**Study text**:
Forever In Our Hearts
by: Anne Talbert Gower
When our daughter, Alexis, had open-heart surgery in 2003,we stayed at the Ronald McDonald House.
It was the biggest blessing to us.
During an exam when Alexis was 2 weeks old, her doctor noticed she had a heart murmur. After an echocardiogram, she was diagnosed with Atrial Septal Defect. She had a 6-millimeter hole in her heart that was basically just moving blood between the hole in the top 2 chambers instead of everywhere it was supposed to go.
Heart holes in newborns are common, so they hoped it would close naturally. By the time Alexis was 8 months old, however, the hole had grown to the point it would never close on its own. Doctors told us open heart surgery was the only way to fix it.
We found out about the Ronald McDonald House the day we went for Alexis’ pre-op appointment.
The first time we saw the House, we immediately felt a sense of calm.
Everyone there was going through something serious with their own families and being able to be so close to our daughter in the hospital was a tremendous relief.
It is a beautiful house on gorgeous grounds. It’s spacious and open and has a very inviting feeling. The rooms are large, with a full bathroom. There are fresh linens, a comfortable bed, even a bedside telephone. The kitchen is amazing and has anything you might possibly need to feed yourself and your family, including quick snacks and drinks.
Ronald McDonald House is such a blessing to so many people.
We lived about 20 minutes away, and even though it isn’t that far, when your child is in the hospital and sick, it seems like an impossible distance.

**Raw data**:

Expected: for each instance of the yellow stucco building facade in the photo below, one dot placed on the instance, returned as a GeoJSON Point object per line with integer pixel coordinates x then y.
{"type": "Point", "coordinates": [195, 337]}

**What needs to be done**: Resume the account of the family's stay at the Ronald McDonald House, starting right after its final sentence.

**Output for this exercise**:
Had we not been able to stay at RMH, we would have had to get a hotel somewhere. Staying at the Ronald McDonald House allowed us to get sleep, shower, eat, and then see Alexis immediately, any time of the day or night. It takes away the stress of traveling and trying to find lodging and food.
We were able to fully concentrate on our daughter’s recovery and not worry about lodging or travel.
Alexis stayed in the hospital for four nights before she was released, then she needed months of physical therapy to help her breastbone heal. She started crawling 2 months after surgery and by her first birthday, she was back to herself. She was walking and finished with physical therapy and only seeing her cardiologist every 6 months for follow ups.
I’m so happy to say my beautiful daughter will be graduating high school next year. My husband and I will never forget how wonderful it was to be able to concentrate on our daughter getting better.
My advice for parents of children going through childhood illness is to never give up hope! Hope pulls us through everything. Believe that miracles happen. Lean on family and friends and don’t go through this alone.